Consegna scritta 1
Quali righe dei record contengono la stringa "Identify"? Mostrale tutte copiandole per intero, tenendo conto di maiuscole e minuscole.

Brano fornito
□ □ □ □ □ □ □

Anno: 2017
Autore: Silvia Pedri
Editore: Antares Edizioni (autopubblicato)
Pagine: 104
ISBN: 9788826490441
ATTENZIONE – CONTIENE SPOILER
Come dice la sua stessa presentazione, La risposta di Giobbe è “una tenera storia d’amore“.
Una storia che coinvolge due personaggi molto particolari: Liubia Morzenti, studentessa all’Accademia di Belle Arti; e Salvo, postino emigrato a Milano dalla Sicilia.
La citazione del titolo è biblica. E’ infatti nel Libro di Giobbe che Dio e Satana scommettono sulla fedeltà di Giobbe, uomo pio e devoto: quanto a lungo riuscirà questo virtuoso a rimanere fedele al suo dio, se verrà colpito più e più volte nei suoi beni e negli affetti?
Stremato dalle disgrazie che gli sono occorse, dopo qualche tempo Giobbe si lamenta della sua condizione con altri con altri saggi uomini1, trovandosi infine a parlare con Dio stesso, che gli appare in una tempesta. La risposta di Dio a Giobbe è abbastanza nota, e non è troppo amichevole.
Forse un po’ meno nota è appunto la risposta di Giobbe a Dio: “Davvero ho esposto cose che non capisco, cose troppo meravigliose per me, che non comprendo“2, ammette infatti l’uomo dopo che Dio gli ha rinfacciato la sua piccolezza, la sua insignificanza di fronte alla divinità. Giobbe dunque si pente e ritira le sue rivendicazioni.
La sensazione più immediata potrebbe essere che non si può pretendere da Dio (o comunque da Yahweh) una spiegazione del senso della vita e di ciò che succede nel suo svolgersi. Quella del senso della vita sarebbe quindi una ricerca continua e destinata, sembrerebbe, a non trovare soluzione.
La risposta di Giobbe in realtà non cerca esattamente il senso della vita; in questo romanzo di Silvia Pedri, piuttosto, Liubia cerca, sepolti nella memoria, i pezzi di un amore perduto.
Come scopriamo già dalle prime righe, infatti, Liubia e Salvo non stanno più insieme.
Liubia però sente che Salvo è ancora vivo, da qualche parte, e riesce addirittura a percepirne la presenza sul territorio di Milano.

□ □ □ □ □ □ □

Record forniti
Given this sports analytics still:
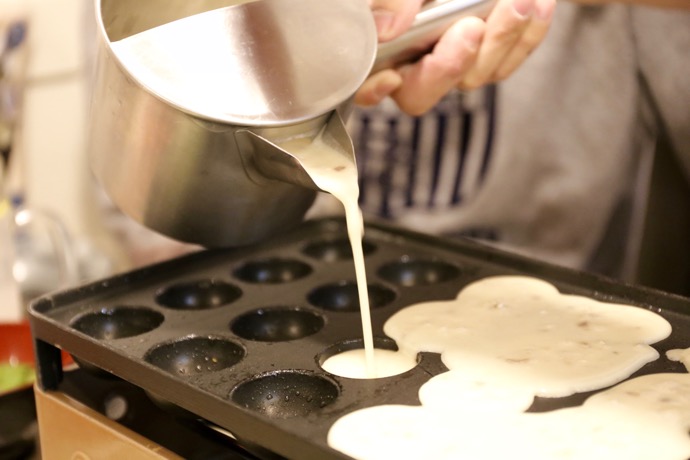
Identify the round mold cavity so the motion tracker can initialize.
[156,280,242,310]
[316,337,398,366]
[230,307,324,342]
[308,281,396,312]
[72,306,164,340]
[234,257,312,284]
[316,337,419,379]
[144,336,245,376]
[378,258,460,287]
[303,237,376,262]
[230,370,340,419]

□ □ □ □ □ □ □

Consegna scritta 2
Puoi proseguire la recensione del romanzo "La risposta di Giobbe" a partire dall'ultima frase riportata?

Risposta 1
Identify the round mold cavity so the motion tracker can initialize.

Risposta 2
No, non è fantascienza: questa capacità extrasensoriale è dovuta, nel caso di Liubia, all’epilessia. Liubia ne soffre fin dall’infanzia, insieme all’asma. E quando sviene in preda alle convulsioni riesce a percepire le cose in un modo diverso dall’ordinario. E a quanto sembra di capire tutto il romanzo potrebbe anche svolgersi in un solo, unico istante: l’istante in cui Liubia, in preda a una crisi, percepisce la presenza di Salvo e ricorda.
Liubia ricorda la sua storia iniziata per una coincidenza, la reciproca analisi dei traumi e dei problemi che affliggono entrambi, le serate a casa di variopinta gente portatrice di condizioni fuori dal cosiddetto “comune” (comune a chi?, ci si potrebbe chiedere), le storie con altri ragazzi, la passione per la pittura.
Liubia è infatti una pittrice, un’anima in pieno movimento che vive con un pappagallo irriverente in una casa senza letto (preferisce infatti dormire sul divano), fra i suoi quadri, l’epilessia, i polmoni “tristi” per l’asma, i vecchi fantasmi della sua infanzia.
Salvo, a sua volta, è anch’egli un’anima inquieta: Liubia ci assicura che è schizofrenico, ma né lui né chi gli sta attorno sembrano essersene mai accorti. Sparisce per lunghi momenti, e a questi alterna poi l’eros e l’attrazione per la sua “Liubita” (come la chiama lui spagnoleggiando) e in special modo per le mani di lei, nonché accessi di logorrea che sfoga in ondate su ondate di sms (la storia sembra infatti essere ambientata in un passato piuttosto vicino, forse agli inizi degli anni Duemila).
Attorno a loro si muovono poi vecchie fiamme di Liubia, Gallo il pappagallo, alcune amiche di Salvo, il bravo ragazzo Giuseppe e Claudio, piccolo spacciatore da cui Salvo si rifornisce di hashish.
E poi gli affetti, ormai lontani nel tempo e nello spazio, delle famiglie di origine. Le madri, i padri, le nonne sono nominati quasi sempre con lettera maiuscola, e tutto sommato è giusto: se una persona chiama “Mamma” la propria madre, allora è comprensibile che nel racconto quello diventi il vero e proprio nome del personaggio, specialmente se, come in questo caso, il racconto è narrato in prima persona.
E l’infanzia, il passato, hanno sicuramente un ruolo rilevante in questa storia.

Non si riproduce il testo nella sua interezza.